**Goal**: Quote every row below word for word, leaving the pictures out.

[Object position labeling entries]
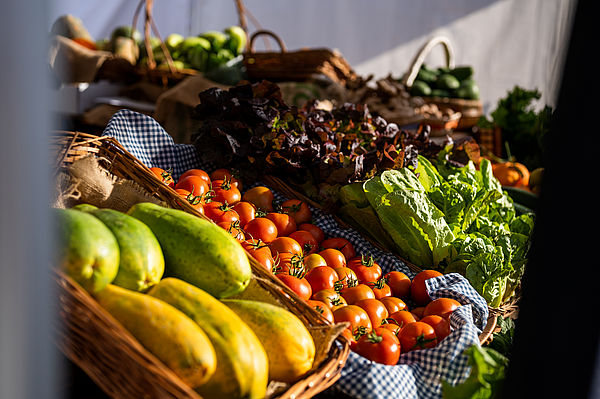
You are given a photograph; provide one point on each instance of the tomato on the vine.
(418, 289)
(261, 229)
(164, 176)
(380, 345)
(417, 335)
(298, 210)
(341, 244)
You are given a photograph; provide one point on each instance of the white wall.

**Answer to the task**:
You are given a photograph; provide one point on each instance of the tomato on the vine.
(418, 289)
(261, 229)
(164, 176)
(380, 345)
(417, 335)
(298, 210)
(341, 244)
You are given a photograph; provide one point on each instance of the white wall.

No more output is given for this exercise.